## DIRECTIVE
Could you repeat the fly-fishing report starting at "Now the spring" and ending at "slightly overcast sky.", changing "kingfish" to "trevally"?

## DOCUMENT PASSAGE
----------
Last summer in Auckland was not the greatest for the swoffing -inclined (especially land-based) – almost constant gusty winds and plenty of rain made it difficult to juggle places and times to find suitable locations that didn’t have churned up mud or sand in shore.
Now the spring has arrived and have managed to get some windows in the weather to get a fly into the mostly clear water. And God be blessed for kahawai – nothing else was turning up even when I tossed some berley in to wake the fish up.
And a pleasant surprise after the last 5-6 years of catching mainly juvenile fish in the sub 25cm cohort around the harbour, this year has provided mostly 35-45 cm specimens who definitely bend the 7 weight rod and even rip into the backing on occasion.
The weather cleared up and the high aligned with dawn high tide, so time to see if the elusive kingfish were back on the flats, with the water crystal clear and a slightly overcast sky.
However no rays or kingfish were in evidence on the top of the tide, so it was off to the sandbank to prospect for ambushing kahawai on the ebb flow. The first fish hit at the end of a fast retrieve but dropped off after a few seconds. Then two fish came the fly and stayed around long enough to be photographed:
Kahawai hit hard and fight hard
And best of all they jump, no matter what size they are!
----------
## GIVEN INFORMATION
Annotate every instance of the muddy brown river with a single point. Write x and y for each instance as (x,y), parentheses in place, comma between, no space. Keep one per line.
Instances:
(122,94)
----------
## WORKED ANSWER
Now the spring has arrived and have managed to get some windows in the weather to get a fly into the mostly clear water. And God be blessed for kahawai – nothing else was turning up even when I tossed some berley in to wake the fish up.
And a pleasant surprise after the last 5-6 years of catching mainly juvenile fish in the sub 25cm cohort around the harbour, this year has provided mostly 35-45 cm specimens who definitely bend the 7 weight rod and even rip into the backing on occasion.
The weather cleared up and the high aligned with dawn high tide, so time to see if the elusive trevally were back on the flats, with the water crystal clear and a slightly overcast sky.